[Information shown — start]

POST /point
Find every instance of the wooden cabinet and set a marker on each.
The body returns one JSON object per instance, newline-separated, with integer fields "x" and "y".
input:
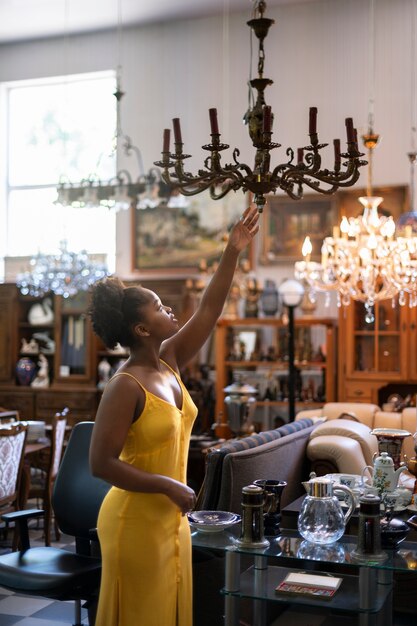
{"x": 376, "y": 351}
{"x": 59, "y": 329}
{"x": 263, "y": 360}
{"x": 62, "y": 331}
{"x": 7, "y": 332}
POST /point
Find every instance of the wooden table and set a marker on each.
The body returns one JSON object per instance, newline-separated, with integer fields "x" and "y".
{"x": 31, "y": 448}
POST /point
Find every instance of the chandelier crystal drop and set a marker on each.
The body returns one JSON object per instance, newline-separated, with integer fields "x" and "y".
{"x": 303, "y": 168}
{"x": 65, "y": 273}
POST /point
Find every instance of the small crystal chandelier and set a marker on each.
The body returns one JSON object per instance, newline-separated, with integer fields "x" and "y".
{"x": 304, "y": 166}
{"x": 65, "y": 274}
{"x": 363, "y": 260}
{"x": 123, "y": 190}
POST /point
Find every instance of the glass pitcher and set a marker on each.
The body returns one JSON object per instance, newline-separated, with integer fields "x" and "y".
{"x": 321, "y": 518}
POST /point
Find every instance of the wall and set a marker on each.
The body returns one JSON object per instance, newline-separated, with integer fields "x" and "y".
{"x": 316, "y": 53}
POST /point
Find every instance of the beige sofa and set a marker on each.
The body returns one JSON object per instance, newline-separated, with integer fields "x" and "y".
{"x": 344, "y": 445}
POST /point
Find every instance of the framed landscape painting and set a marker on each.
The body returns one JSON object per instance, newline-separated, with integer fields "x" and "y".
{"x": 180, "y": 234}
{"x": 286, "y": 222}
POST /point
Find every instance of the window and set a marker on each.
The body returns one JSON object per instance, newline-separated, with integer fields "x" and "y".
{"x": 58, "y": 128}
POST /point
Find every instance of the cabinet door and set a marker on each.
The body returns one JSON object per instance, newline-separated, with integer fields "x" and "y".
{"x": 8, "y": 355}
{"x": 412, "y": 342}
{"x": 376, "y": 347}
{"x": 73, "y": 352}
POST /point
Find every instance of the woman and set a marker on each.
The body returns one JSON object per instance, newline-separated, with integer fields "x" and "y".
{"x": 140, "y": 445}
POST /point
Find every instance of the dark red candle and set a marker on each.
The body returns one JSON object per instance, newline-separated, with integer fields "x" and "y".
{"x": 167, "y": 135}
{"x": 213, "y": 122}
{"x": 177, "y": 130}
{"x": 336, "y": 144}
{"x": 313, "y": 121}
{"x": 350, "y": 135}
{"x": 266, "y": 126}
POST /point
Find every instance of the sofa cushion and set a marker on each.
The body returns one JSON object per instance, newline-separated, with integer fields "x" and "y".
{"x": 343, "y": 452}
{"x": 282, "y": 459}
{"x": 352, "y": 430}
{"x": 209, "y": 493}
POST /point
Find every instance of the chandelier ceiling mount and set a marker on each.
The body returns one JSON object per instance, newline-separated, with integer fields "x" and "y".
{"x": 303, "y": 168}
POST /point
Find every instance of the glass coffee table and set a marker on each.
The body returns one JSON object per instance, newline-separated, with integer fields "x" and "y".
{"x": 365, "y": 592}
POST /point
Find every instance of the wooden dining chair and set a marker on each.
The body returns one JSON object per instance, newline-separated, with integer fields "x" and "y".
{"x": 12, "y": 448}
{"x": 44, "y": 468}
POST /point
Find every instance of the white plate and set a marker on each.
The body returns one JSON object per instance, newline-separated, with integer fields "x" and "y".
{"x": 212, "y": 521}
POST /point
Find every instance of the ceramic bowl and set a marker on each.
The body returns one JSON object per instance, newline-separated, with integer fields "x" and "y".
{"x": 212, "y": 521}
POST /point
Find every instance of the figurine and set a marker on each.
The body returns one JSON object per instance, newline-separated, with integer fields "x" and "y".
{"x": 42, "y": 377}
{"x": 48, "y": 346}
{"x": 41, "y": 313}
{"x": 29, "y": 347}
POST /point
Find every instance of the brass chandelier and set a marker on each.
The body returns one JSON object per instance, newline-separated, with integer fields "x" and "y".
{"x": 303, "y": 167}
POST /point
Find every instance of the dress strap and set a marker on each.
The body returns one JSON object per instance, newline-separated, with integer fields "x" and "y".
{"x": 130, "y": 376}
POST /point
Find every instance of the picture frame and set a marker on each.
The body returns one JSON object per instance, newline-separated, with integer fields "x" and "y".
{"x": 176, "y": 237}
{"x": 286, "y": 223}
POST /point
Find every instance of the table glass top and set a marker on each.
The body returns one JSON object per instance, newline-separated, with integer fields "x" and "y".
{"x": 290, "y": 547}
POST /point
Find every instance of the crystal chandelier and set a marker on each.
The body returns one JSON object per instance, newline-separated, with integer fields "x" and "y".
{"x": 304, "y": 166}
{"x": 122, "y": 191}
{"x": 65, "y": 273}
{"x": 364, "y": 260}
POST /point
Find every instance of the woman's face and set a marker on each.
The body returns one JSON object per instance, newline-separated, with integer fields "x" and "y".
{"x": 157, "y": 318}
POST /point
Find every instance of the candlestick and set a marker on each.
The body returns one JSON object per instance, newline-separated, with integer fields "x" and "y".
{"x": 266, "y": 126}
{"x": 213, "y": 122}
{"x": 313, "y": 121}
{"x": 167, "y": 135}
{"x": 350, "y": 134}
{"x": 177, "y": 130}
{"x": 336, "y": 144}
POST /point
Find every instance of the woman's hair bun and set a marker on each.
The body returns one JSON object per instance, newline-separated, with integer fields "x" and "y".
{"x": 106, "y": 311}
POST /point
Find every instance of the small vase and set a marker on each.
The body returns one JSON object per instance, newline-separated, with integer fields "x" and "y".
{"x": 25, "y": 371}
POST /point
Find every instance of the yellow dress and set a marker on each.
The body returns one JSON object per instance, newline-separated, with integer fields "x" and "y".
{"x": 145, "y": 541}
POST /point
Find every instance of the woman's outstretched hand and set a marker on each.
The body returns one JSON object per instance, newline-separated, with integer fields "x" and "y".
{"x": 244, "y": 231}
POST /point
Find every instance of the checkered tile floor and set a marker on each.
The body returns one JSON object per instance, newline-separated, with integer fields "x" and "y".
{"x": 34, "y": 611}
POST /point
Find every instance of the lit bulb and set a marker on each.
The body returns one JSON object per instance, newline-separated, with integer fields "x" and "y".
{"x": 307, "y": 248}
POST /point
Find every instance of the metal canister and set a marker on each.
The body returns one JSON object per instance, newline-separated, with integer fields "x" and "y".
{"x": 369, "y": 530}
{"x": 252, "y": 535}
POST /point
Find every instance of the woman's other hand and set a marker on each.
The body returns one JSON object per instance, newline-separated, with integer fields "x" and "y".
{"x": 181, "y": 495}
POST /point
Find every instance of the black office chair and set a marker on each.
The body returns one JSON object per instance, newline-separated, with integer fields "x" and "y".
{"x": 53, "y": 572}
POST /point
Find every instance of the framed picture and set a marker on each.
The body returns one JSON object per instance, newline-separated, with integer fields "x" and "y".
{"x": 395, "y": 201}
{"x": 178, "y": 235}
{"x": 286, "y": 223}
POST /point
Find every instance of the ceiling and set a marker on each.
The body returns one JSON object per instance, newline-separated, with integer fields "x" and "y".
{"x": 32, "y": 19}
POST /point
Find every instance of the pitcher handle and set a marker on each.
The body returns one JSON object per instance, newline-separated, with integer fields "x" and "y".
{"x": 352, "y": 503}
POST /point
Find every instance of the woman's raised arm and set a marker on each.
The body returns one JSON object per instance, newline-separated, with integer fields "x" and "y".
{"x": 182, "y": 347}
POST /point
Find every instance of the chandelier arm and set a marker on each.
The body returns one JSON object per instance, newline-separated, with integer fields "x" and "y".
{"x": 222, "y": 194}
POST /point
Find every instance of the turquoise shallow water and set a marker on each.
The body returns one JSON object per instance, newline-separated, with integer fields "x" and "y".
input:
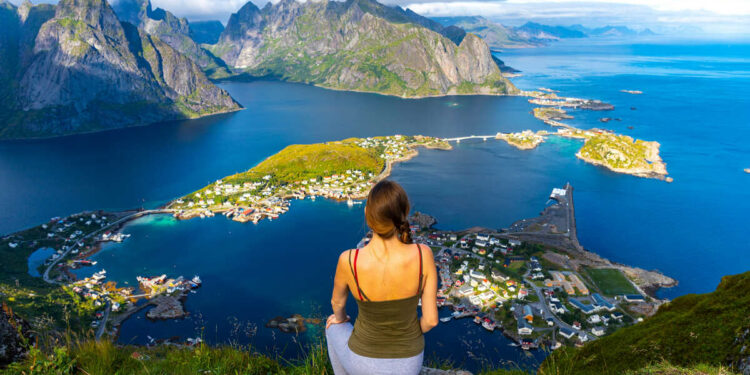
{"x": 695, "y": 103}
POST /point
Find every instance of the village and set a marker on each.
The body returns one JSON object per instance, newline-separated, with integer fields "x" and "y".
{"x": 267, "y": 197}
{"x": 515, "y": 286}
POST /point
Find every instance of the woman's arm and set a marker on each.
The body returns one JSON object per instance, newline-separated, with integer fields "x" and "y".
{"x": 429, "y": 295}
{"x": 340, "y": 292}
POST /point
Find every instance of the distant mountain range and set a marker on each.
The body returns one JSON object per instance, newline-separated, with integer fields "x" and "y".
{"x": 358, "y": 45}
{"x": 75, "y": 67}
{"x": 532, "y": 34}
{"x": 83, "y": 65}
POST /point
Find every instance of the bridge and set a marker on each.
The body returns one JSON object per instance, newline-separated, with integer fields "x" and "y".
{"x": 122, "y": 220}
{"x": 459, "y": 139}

[Information shown — finish]

What is being asked |
What lines in the data above contain the word "dress"? Copy them all.

Task result |
Find every instance of the dress strap and set a marker on each.
Find every instance of the yellow dress and set a marker on each.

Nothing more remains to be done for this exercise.